Input for this task:
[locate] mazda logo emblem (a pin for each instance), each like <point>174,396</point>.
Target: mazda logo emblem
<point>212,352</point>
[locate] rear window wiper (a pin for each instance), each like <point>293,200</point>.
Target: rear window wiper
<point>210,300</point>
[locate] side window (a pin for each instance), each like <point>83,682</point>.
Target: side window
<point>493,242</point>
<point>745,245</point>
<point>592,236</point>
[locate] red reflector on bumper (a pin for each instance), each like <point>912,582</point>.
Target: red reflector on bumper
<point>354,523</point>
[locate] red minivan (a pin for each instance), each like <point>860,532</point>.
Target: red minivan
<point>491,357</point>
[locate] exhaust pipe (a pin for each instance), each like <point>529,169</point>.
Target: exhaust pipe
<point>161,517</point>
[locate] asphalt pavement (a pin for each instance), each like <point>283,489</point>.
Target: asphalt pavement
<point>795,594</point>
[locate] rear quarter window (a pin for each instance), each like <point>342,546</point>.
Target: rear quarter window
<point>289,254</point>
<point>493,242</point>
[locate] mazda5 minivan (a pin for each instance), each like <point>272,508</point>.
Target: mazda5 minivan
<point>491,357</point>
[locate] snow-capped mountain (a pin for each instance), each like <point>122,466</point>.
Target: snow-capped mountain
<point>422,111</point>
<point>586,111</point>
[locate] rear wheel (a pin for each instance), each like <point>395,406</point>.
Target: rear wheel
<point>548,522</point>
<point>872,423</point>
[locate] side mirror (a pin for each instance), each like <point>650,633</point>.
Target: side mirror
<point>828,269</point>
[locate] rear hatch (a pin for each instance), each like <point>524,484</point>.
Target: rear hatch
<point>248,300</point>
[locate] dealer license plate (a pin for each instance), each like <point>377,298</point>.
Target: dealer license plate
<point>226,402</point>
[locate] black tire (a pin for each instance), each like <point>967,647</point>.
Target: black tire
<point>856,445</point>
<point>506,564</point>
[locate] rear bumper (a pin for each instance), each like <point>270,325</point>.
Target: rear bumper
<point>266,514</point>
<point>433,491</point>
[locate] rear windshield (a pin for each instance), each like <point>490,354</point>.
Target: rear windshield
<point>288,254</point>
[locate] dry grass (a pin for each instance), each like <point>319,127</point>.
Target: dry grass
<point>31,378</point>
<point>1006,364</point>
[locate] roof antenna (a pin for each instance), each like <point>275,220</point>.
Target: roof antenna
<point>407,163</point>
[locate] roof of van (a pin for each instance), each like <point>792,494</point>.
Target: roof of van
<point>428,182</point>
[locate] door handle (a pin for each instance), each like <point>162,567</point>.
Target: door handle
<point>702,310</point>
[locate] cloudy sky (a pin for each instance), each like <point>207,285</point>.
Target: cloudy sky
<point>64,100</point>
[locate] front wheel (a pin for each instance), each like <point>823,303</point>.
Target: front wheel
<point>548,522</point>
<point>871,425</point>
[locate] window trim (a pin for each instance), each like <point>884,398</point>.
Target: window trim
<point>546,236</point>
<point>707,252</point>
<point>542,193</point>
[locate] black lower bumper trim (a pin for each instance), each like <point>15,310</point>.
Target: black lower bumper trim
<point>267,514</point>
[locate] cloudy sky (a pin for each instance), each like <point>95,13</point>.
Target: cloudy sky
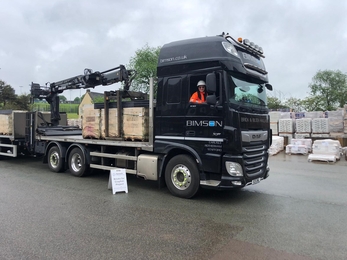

Aim:
Shift the answer point coordinates by 131: rewrite the rows above from the first line through the line containing "<point>592,236</point>", adding 131 to each coordinate value in the answers.

Result:
[locate] mazda logo emblem (a pin for each instance), each like <point>174,396</point>.
Target: mazda logo emblem
<point>343,483</point>
[locate] rear window wiper (a pin for each instance), each like <point>293,200</point>.
Target: rear window wiper
<point>341,431</point>
[locate] side window (a pin for each instance), each like <point>83,682</point>.
Target: side window
<point>624,373</point>
<point>876,376</point>
<point>723,367</point>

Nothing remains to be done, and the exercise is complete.